Records contained in a dataset

►

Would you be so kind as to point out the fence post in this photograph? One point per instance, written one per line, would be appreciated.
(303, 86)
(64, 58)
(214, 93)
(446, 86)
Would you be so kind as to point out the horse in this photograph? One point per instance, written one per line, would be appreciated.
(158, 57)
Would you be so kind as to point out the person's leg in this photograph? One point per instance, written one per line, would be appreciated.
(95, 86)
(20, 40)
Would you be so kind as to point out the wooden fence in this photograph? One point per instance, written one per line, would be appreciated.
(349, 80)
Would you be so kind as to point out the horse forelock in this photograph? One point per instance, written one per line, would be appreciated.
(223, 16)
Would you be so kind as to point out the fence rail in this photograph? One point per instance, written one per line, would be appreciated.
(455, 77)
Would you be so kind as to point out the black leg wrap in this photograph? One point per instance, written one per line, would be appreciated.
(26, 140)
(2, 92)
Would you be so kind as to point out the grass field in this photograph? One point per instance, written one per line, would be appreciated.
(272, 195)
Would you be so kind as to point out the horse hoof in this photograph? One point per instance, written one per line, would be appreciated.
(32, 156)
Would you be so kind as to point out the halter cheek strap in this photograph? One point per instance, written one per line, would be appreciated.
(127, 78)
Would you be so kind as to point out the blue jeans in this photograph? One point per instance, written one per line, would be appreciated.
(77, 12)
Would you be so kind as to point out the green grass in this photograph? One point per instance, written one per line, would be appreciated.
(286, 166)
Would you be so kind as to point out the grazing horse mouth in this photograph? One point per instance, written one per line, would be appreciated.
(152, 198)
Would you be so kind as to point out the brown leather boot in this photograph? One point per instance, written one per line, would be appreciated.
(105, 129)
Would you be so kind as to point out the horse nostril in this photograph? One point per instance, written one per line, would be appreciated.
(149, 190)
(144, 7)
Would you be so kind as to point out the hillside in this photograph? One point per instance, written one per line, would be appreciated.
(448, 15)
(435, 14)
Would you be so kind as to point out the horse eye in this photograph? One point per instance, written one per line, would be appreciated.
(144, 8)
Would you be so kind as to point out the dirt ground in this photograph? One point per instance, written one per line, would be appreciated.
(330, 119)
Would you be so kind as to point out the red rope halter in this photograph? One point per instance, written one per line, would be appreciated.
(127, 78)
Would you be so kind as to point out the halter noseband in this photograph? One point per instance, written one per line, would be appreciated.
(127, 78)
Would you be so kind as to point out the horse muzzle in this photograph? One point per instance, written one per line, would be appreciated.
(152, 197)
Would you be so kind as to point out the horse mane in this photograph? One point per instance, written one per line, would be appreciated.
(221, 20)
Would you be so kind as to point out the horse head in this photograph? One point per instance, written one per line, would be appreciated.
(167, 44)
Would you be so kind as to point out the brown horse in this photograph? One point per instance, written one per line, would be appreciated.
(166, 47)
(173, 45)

◄
►

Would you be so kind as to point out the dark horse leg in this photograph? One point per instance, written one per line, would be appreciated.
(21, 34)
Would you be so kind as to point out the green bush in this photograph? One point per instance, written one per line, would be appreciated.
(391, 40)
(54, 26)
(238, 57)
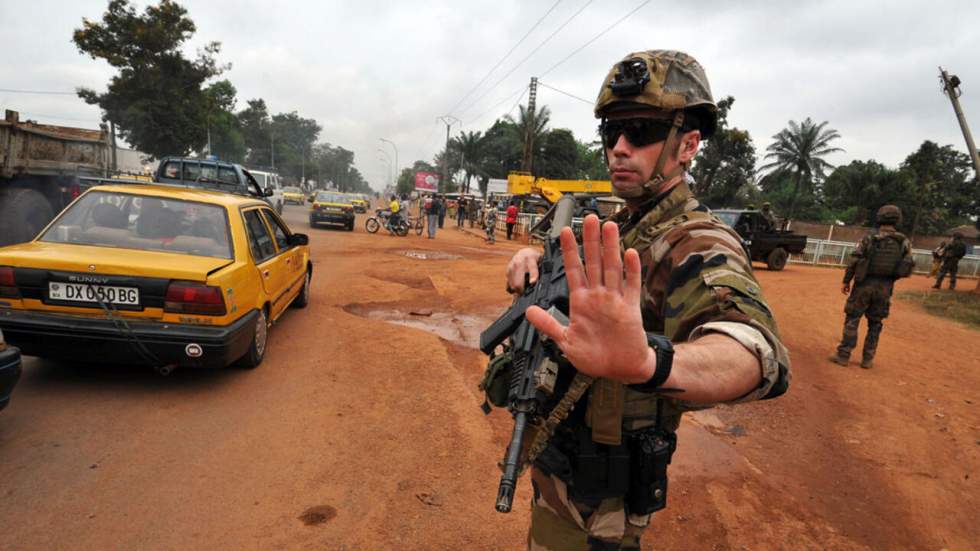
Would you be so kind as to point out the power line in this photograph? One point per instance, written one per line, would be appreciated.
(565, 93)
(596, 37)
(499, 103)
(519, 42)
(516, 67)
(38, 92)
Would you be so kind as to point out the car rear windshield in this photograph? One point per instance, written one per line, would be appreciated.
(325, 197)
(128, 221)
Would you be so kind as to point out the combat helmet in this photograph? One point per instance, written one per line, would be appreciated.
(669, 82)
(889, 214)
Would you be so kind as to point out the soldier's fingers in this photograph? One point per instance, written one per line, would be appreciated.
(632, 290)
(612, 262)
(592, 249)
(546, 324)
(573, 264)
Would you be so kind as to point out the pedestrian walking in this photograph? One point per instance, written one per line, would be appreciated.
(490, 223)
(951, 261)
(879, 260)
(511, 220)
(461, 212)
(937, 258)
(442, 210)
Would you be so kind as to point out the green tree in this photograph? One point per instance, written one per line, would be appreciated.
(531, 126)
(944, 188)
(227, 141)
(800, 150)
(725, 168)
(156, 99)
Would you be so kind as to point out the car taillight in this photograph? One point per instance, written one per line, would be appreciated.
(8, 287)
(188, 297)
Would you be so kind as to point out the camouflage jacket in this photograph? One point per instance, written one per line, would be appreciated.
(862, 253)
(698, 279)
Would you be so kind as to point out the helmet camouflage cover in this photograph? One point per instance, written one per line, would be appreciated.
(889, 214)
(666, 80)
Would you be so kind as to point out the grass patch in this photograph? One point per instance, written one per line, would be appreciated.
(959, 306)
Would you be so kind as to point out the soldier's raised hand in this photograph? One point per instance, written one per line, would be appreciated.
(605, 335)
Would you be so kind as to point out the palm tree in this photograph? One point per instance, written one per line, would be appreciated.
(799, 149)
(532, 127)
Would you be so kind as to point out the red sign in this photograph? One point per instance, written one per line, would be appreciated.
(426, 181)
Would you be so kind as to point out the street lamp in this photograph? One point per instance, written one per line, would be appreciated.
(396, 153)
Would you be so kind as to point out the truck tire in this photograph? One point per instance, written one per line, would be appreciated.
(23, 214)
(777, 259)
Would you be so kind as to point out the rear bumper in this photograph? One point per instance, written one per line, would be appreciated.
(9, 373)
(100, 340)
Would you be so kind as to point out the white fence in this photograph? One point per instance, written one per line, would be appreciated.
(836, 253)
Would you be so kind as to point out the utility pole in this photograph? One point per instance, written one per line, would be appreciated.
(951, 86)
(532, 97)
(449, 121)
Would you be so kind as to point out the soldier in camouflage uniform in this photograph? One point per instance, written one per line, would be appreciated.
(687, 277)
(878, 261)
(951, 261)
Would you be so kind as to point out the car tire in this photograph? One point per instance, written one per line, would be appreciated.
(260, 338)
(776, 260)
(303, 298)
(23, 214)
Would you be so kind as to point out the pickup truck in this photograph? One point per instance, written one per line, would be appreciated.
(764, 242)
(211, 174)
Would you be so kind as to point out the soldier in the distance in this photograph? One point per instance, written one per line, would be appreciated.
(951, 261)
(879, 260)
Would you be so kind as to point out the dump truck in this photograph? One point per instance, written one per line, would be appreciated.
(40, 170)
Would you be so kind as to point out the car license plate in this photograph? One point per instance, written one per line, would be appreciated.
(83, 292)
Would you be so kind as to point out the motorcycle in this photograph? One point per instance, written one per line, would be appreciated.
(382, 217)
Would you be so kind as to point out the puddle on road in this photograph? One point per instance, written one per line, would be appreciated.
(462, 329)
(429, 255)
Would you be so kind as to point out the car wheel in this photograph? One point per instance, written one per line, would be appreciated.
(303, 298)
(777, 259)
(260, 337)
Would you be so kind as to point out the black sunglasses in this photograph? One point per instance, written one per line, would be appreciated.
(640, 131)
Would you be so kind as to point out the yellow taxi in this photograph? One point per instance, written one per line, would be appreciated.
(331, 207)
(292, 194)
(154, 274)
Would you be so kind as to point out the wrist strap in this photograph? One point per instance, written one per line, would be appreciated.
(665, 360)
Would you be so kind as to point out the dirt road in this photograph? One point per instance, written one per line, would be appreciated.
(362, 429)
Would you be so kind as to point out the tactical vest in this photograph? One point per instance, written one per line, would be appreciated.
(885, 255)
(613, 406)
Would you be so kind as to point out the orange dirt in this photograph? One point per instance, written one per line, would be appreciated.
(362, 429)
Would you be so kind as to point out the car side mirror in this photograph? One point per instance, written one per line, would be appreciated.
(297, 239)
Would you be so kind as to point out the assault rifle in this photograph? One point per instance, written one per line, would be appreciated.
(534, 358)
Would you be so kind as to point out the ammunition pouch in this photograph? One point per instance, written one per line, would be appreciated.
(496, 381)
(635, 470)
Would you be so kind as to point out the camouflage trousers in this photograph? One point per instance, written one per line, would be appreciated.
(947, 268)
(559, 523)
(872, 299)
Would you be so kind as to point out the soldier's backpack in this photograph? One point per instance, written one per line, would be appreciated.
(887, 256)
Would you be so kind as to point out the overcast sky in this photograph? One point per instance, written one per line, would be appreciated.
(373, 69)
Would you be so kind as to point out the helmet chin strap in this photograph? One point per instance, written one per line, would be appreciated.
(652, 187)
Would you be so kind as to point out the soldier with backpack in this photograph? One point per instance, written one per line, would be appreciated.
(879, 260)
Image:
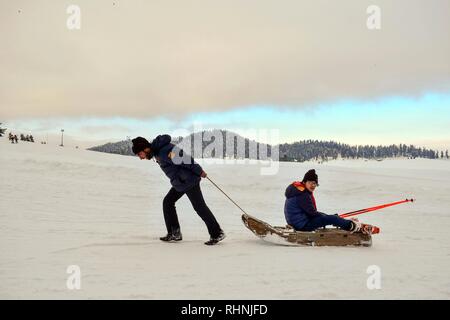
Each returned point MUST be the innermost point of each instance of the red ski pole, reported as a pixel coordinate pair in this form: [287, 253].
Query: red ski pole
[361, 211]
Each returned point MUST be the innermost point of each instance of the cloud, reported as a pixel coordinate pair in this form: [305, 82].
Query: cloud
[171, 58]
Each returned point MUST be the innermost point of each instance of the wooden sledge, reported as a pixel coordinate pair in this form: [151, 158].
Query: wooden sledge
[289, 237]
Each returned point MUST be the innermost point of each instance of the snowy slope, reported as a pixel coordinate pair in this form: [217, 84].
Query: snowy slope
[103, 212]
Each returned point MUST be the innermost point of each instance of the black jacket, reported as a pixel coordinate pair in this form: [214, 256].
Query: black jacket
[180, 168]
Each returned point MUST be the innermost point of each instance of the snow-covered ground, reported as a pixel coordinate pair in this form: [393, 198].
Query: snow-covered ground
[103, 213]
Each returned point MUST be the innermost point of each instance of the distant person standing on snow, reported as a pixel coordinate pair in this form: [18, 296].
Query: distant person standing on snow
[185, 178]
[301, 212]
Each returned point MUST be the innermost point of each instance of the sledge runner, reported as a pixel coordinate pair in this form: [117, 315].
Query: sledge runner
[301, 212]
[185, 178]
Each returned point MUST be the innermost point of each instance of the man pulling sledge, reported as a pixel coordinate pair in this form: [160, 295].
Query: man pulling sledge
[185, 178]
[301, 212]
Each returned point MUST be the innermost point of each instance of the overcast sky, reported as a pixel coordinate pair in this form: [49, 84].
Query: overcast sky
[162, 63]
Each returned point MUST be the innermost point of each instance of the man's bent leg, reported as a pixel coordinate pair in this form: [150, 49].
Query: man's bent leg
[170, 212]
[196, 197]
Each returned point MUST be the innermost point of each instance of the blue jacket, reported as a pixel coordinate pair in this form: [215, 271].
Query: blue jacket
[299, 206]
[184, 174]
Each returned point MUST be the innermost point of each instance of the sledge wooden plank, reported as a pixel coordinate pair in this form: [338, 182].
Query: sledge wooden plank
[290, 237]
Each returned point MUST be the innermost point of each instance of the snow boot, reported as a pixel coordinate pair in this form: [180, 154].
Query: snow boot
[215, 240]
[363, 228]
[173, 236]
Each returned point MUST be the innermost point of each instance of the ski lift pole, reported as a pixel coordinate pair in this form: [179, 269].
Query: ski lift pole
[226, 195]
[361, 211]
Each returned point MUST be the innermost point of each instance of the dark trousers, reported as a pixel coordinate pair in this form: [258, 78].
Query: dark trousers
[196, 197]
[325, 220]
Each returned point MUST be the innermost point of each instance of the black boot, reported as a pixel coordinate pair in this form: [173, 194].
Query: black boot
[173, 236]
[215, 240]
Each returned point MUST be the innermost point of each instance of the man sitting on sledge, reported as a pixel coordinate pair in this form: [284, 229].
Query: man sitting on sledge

◄

◆ **Task to carry out**
Taking the entries above, print exactly the lines starting at the line with "Query: sledge wooden plank" and ending at the line with "Query: man sitting on sledge", both included.

◆ **Completed task**
Query: sledge wooden plank
[290, 237]
Each returned point MUST be the innermost point of each instance of the snow boot, reported as a pixel coordinate pair in this form: [180, 154].
Query: snow boot
[215, 240]
[363, 228]
[173, 236]
Each returned point MUST be the innermost point of each instance of the ski lift pole, reported as a pixel coordinate pair in this form: [179, 269].
Query: ski lift pole
[226, 195]
[361, 211]
Each returned point MUST be the innermost point of each instance of the dark trousers, reported as a pixel coordinate pair in this form: [258, 78].
Query: dark trousers
[196, 197]
[325, 220]
Each returned point MUST be the innermost point of each instance of the black boot, reported as a pixel coordinate pair in this form: [173, 194].
Query: black boot
[173, 236]
[215, 240]
Each returned point MUST be the innermost point of each instance of the man sitting on sledge, reported as a pixel coordinate pair in this form: [284, 229].
Query: man sitting on sledge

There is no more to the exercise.